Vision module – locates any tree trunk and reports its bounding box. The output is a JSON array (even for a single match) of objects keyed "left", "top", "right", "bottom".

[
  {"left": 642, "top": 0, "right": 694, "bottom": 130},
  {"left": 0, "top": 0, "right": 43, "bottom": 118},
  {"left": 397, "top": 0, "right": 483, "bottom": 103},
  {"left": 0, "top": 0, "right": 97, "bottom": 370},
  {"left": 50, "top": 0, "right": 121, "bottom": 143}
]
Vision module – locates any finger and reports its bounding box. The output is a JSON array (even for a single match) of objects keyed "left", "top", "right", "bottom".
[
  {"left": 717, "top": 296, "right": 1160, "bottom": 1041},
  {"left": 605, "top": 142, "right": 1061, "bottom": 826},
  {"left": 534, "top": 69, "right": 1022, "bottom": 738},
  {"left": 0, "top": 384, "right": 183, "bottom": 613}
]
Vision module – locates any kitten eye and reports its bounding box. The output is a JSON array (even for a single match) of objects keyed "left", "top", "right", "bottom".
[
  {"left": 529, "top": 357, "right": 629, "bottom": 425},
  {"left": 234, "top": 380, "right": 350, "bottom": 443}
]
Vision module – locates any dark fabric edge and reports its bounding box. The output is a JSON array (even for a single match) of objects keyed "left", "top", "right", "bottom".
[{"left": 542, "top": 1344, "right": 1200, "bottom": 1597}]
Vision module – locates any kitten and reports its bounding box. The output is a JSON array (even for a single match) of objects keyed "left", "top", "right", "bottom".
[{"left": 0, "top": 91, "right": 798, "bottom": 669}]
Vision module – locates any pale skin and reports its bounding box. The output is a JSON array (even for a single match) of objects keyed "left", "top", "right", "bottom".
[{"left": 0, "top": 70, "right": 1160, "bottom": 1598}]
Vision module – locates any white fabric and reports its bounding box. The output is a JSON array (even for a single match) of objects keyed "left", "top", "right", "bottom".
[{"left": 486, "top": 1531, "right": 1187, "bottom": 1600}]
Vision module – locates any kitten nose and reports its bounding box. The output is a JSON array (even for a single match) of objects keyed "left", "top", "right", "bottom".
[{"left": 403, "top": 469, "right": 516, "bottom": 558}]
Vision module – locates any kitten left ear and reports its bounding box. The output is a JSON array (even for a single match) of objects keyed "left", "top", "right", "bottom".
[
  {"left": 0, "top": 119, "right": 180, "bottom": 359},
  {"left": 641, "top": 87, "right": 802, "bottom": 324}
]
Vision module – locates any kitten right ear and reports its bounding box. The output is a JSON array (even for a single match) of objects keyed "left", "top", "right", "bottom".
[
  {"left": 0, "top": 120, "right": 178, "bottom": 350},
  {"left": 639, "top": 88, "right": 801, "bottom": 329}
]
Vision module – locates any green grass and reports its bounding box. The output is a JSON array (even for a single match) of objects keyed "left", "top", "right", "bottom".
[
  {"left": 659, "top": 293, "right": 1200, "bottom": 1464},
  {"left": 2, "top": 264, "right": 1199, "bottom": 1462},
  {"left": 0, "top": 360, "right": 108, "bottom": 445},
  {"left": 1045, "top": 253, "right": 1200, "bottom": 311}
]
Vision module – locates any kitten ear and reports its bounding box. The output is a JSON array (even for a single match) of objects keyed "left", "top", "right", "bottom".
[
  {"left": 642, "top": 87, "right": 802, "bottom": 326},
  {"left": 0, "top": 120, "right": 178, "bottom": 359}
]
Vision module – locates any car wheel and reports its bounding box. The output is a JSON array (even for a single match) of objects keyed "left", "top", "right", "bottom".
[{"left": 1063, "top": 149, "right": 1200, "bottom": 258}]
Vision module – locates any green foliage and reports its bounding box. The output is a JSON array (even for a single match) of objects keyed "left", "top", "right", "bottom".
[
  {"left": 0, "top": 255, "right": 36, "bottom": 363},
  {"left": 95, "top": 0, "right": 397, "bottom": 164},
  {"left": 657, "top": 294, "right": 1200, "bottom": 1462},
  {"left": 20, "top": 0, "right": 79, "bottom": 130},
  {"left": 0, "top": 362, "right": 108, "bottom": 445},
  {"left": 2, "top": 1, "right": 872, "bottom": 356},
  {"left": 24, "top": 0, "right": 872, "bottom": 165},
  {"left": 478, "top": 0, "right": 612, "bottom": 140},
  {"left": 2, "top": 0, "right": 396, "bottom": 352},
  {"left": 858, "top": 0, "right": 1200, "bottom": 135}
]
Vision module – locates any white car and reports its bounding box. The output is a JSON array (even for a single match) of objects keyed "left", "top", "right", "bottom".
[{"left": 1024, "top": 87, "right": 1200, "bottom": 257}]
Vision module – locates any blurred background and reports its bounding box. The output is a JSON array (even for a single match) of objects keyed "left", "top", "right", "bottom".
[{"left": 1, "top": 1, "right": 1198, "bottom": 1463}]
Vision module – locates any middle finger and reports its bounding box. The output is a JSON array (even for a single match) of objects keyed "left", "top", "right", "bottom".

——

• TASK TO COMPLETE:
Extract the data in full. Keep it word for word.

• ANSWER TO THIS PROBLEM:
Vision module – locates any tree trunk and reports its bounding box. The output is a JSON array (even for a single match) of objects keyed "left", "top", "right", "bottom".

[
  {"left": 642, "top": 0, "right": 694, "bottom": 130},
  {"left": 0, "top": 0, "right": 43, "bottom": 118},
  {"left": 397, "top": 0, "right": 483, "bottom": 103},
  {"left": 0, "top": 0, "right": 97, "bottom": 370},
  {"left": 50, "top": 0, "right": 121, "bottom": 143}
]
Vision module – locates any finger and reports its bounding box. The output is a JSON array (even for a single match) of objects keyed "left", "top", "right", "bottom".
[
  {"left": 717, "top": 296, "right": 1160, "bottom": 1041},
  {"left": 605, "top": 142, "right": 1061, "bottom": 826},
  {"left": 534, "top": 69, "right": 1022, "bottom": 738},
  {"left": 0, "top": 384, "right": 183, "bottom": 613}
]
Vision module – locates any kitten eye and reports its bounding box. The output is a JSON array (even for a single match) of objects keyed "left", "top", "right", "bottom".
[
  {"left": 529, "top": 357, "right": 629, "bottom": 425},
  {"left": 234, "top": 380, "right": 350, "bottom": 443}
]
Vision module – locates any dark fabric edge and reports its bounding box. The output is a JSON array (even for a single match) of objects keyed "left", "top", "right", "bottom".
[{"left": 542, "top": 1344, "right": 1200, "bottom": 1597}]
Vision module – locates any kitten and reports its bounding box. The output is a JSON array (even for a single match) of objects keyed "left", "top", "right", "bottom".
[{"left": 0, "top": 91, "right": 798, "bottom": 669}]
Vision module – locates any pale skin and reports its bounding box. The output is a JSON array (even for a single match) of objects keyed "left", "top", "right", "bottom".
[{"left": 0, "top": 70, "right": 1160, "bottom": 1598}]
Vision module – locates any white fabric and reports its bounding box. The output is a JSON array (even for a single match) of objects keyed "left", "top", "right", "bottom".
[{"left": 486, "top": 1531, "right": 1187, "bottom": 1600}]
Vision module – locates any kitten nose and reports its bounding box. The output is a JSON array (even for a single match) of objects keyed "left", "top", "right", "bottom".
[{"left": 403, "top": 469, "right": 516, "bottom": 558}]
Vision module – locates any kitten left ear and reports its bounding box. The output is a JSON array (even for a single match) of objects keyed "left", "top", "right", "bottom".
[
  {"left": 0, "top": 119, "right": 180, "bottom": 359},
  {"left": 641, "top": 87, "right": 802, "bottom": 324}
]
Vision module – locates any kitten right ear and reports its bounding box. The output is a JSON array (even for a single match) of objects keyed "left", "top", "right", "bottom".
[
  {"left": 0, "top": 120, "right": 178, "bottom": 350},
  {"left": 639, "top": 88, "right": 801, "bottom": 329}
]
Vision module – locates any green grass and reports its bounding box. The output is a JSON array (even for a single match) of objects keyed "left", "top", "right", "bottom".
[
  {"left": 659, "top": 293, "right": 1200, "bottom": 1464},
  {"left": 2, "top": 264, "right": 1199, "bottom": 1462},
  {"left": 0, "top": 360, "right": 108, "bottom": 445},
  {"left": 1045, "top": 253, "right": 1200, "bottom": 311}
]
Vision module – locates any kitten ear and reports its bounding box. The output is a JSON array (even for a single match) of objects keyed "left", "top", "right", "bottom".
[
  {"left": 642, "top": 87, "right": 802, "bottom": 326},
  {"left": 0, "top": 120, "right": 178, "bottom": 359}
]
Vision module – locates any car wheel and reports its bounding box. The output is a JSON array (even for a single match) of objects keyed "left", "top", "right", "bottom".
[{"left": 1063, "top": 149, "right": 1200, "bottom": 258}]
Vision module – locates any green foliage and reports its bounding box. The output is a JSON array (even for a single match) of objects keyed "left", "top", "right", "bottom".
[
  {"left": 0, "top": 255, "right": 36, "bottom": 363},
  {"left": 95, "top": 0, "right": 397, "bottom": 164},
  {"left": 657, "top": 294, "right": 1200, "bottom": 1462},
  {"left": 20, "top": 0, "right": 79, "bottom": 130},
  {"left": 0, "top": 362, "right": 108, "bottom": 445},
  {"left": 2, "top": 1, "right": 872, "bottom": 356},
  {"left": 24, "top": 0, "right": 872, "bottom": 165},
  {"left": 478, "top": 0, "right": 612, "bottom": 140},
  {"left": 2, "top": 0, "right": 396, "bottom": 352},
  {"left": 858, "top": 0, "right": 1200, "bottom": 135}
]
Vision module – locates any white car and reports its bounding box. The output is a JSON array (even for a single match) of objects keyed "left", "top", "right", "bottom".
[{"left": 1024, "top": 87, "right": 1200, "bottom": 257}]
Vision module – locates any blurred background and reports its bounding box. The output is a JSON array (even for a single match) of objects keyed "left", "top", "right", "bottom".
[{"left": 1, "top": 1, "right": 1198, "bottom": 1463}]
Vision module – locates any middle finger and reports its bounding box. The output is a JSON array (even for a single match) of objects keyed "left", "top", "right", "bottom".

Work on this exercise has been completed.